To do:
Copy out the lines below word for word, from the line containing "jug --coords pixels" through the end.

:::

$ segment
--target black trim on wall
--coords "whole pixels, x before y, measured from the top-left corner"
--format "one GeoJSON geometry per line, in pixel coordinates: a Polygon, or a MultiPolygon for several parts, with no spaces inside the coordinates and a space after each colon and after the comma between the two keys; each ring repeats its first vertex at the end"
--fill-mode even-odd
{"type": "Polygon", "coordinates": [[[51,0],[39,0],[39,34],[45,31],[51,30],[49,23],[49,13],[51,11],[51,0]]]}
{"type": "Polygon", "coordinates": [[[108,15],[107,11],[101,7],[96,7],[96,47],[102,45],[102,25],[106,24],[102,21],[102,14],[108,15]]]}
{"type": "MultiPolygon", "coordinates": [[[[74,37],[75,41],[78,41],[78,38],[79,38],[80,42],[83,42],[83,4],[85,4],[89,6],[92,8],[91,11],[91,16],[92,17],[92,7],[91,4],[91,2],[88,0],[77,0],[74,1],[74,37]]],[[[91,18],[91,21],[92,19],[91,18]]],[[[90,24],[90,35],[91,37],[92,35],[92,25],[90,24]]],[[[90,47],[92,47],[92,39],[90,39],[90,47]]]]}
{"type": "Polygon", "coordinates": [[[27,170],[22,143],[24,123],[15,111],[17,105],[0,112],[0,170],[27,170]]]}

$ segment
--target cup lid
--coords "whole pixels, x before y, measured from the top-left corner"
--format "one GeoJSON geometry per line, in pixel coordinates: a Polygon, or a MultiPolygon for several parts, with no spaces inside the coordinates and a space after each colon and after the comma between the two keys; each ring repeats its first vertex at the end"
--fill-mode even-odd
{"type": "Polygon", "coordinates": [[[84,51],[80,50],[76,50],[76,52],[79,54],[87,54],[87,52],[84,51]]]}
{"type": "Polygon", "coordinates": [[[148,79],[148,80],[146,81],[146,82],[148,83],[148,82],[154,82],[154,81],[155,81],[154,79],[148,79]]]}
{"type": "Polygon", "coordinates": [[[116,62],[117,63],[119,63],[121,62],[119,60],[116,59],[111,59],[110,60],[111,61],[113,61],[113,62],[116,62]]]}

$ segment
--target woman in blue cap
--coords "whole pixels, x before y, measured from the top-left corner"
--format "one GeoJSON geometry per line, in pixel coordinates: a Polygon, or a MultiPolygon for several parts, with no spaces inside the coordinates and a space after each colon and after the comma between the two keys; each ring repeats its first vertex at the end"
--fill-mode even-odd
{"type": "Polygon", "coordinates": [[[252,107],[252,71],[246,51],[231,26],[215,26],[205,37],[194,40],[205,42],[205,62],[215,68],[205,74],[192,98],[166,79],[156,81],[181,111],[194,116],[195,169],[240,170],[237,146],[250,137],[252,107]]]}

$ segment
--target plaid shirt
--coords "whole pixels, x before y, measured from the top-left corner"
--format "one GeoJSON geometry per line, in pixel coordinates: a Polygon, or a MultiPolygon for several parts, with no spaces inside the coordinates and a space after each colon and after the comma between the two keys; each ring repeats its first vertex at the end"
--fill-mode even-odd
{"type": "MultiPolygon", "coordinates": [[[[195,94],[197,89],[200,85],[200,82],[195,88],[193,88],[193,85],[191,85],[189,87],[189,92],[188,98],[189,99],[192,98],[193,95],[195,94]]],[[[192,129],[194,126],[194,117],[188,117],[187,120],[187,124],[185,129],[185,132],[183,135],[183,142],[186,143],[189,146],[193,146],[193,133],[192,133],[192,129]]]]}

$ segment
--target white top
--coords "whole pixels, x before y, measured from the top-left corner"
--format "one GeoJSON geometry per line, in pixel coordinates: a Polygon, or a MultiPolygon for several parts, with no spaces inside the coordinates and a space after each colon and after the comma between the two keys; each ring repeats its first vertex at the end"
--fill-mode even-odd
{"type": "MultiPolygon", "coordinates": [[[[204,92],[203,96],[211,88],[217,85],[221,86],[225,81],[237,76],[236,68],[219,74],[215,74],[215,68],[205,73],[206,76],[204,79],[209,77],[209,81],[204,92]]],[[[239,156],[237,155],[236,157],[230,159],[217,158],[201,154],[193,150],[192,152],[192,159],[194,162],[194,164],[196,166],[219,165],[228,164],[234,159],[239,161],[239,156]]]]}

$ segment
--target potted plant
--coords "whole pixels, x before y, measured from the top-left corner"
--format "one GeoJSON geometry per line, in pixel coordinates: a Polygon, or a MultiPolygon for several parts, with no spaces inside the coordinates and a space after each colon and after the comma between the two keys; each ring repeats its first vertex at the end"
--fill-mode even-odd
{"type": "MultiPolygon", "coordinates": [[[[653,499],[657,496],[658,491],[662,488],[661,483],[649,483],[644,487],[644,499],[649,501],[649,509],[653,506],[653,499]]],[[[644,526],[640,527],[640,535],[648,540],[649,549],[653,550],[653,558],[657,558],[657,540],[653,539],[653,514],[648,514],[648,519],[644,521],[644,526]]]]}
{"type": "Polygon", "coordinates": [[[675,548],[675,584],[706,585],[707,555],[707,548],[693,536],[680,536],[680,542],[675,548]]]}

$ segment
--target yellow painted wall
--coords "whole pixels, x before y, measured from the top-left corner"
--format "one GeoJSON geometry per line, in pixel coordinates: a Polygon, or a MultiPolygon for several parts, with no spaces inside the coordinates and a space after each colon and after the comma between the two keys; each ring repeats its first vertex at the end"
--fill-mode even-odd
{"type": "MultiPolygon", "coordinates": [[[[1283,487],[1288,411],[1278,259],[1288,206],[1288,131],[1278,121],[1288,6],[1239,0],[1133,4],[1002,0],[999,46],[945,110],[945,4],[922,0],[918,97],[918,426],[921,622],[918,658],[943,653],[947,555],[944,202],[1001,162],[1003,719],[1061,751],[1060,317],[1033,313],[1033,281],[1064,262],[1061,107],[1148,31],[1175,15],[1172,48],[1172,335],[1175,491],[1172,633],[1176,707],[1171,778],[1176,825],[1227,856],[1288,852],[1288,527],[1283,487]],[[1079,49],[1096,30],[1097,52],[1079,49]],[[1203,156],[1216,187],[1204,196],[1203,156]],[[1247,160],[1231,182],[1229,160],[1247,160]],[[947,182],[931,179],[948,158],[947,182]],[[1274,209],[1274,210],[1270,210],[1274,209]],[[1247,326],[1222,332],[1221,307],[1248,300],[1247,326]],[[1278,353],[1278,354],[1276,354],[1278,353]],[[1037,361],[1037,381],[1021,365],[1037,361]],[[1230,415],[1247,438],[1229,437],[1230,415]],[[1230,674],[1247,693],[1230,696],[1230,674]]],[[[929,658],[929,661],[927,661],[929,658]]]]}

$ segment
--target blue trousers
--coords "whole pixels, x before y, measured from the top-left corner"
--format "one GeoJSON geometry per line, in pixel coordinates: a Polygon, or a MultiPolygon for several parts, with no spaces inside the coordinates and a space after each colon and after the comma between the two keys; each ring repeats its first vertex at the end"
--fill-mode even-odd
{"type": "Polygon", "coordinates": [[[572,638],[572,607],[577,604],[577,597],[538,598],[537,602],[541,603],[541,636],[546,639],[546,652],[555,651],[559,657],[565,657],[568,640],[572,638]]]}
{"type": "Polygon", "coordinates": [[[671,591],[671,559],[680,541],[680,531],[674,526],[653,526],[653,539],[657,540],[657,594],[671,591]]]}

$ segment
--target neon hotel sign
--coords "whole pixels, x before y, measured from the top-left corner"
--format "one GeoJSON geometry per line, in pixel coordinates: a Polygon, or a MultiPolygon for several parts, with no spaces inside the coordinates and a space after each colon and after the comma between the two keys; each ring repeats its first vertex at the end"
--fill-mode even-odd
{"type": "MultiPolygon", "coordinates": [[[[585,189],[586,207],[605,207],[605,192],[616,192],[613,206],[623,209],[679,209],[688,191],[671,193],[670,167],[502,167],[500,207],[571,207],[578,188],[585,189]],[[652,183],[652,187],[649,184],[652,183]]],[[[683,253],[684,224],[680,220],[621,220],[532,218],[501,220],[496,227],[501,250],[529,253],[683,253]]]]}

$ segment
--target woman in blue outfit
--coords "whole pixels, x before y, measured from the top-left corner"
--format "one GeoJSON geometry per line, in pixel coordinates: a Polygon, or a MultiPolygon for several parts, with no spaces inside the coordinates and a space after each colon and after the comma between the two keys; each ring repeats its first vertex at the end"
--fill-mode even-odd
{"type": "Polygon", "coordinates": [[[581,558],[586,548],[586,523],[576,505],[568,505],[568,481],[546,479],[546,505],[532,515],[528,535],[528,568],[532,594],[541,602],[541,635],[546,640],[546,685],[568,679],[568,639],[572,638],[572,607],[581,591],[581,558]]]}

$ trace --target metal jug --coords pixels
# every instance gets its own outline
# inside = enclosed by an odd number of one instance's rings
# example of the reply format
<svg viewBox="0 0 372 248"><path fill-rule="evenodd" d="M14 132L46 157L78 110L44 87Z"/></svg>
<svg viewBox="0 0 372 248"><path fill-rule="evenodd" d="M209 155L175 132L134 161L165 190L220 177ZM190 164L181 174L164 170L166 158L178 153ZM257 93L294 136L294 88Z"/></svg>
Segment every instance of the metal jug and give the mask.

:::

Final result:
$ trace --target metal jug --coords pixels
# every instance gets its own outline
# inside = enclosed by an odd number of one instance's rings
# example of the reply format
<svg viewBox="0 0 372 248"><path fill-rule="evenodd" d="M14 132L46 157L78 110L44 87Z"/></svg>
<svg viewBox="0 0 372 248"><path fill-rule="evenodd" d="M209 155L175 132L134 161L165 190L220 177ZM190 164L181 174L164 170L166 158L178 153ZM257 93L294 136L294 88Z"/></svg>
Segment every instance of the metal jug and give the mask.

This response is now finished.